Actually, he has a point that many of the earliest scientists came from the perspective that a rational God would make a rational universe that obeyed rules that could be understood by humans.


And I have a point in that early scientists believed a large number of other ridiculous things that never seem to come up. We owe a lot of modern chemistry to alchemy and phlogiston "science," for instance, but only the coincidental religious interests of the scientists in question is credited in these discussions with advancing the state of the art.

Today, our concern should be with ways of thinking that move us forward, not with faith-based approaches that might or might not have been helpful to certain scientists in the past who lived and worked under wildly different circumstances.

As I said in another reply just now, I'm done with this thread, and with HN in general if the admins intend to post WSJ-style flamebait stories and attack people who bite.


> And I have a point in that early scientists believed a large number of other ridiculous things that never seem to come up.
● ● ● ● ●
**Written problem:** Continue the discussion thread about early scientists' religious beliefs from the point where it stops.

**Data section:**
● ● ● ● ●
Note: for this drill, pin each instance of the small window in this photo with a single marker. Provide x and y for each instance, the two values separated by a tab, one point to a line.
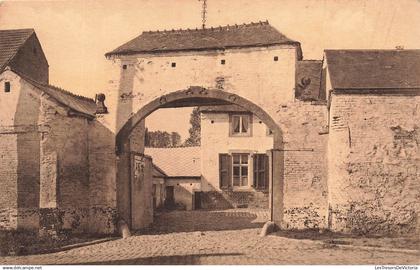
● ● ● ● ●
**The result:**
Yes, certainly. The process of discovery is not always direct. Science has taken many false turns along the way and I won't be that surprised if there are more in the future. But I would note that you seem to have added quite a few arguments to my post that I never made. Or perhaps those were directed at someone else. I just don't like the common practice of retelling history to fit people's idea of how it should have been and you can find many people doing that for all different reasons. As you said, many believed wonky things, though I would also note that most of those amounted to nothing. Phlogiston (and ether, for that matter) were discredited, while the idea that the world obeys rules that can be understood by humans has proven correct, though I wonder just how much we know about the 'why' of that.

Finally, I would note that it's quite possible to disagree without being hostile, especially personally so. I'm pretty sure that's all dang is asking of us.


facepalm Well, at least you admit to being an ideologue rather than someone who cares about, like, reality. Kind of what I'm supposed to be afraid of religious people for, if you stop to think about it.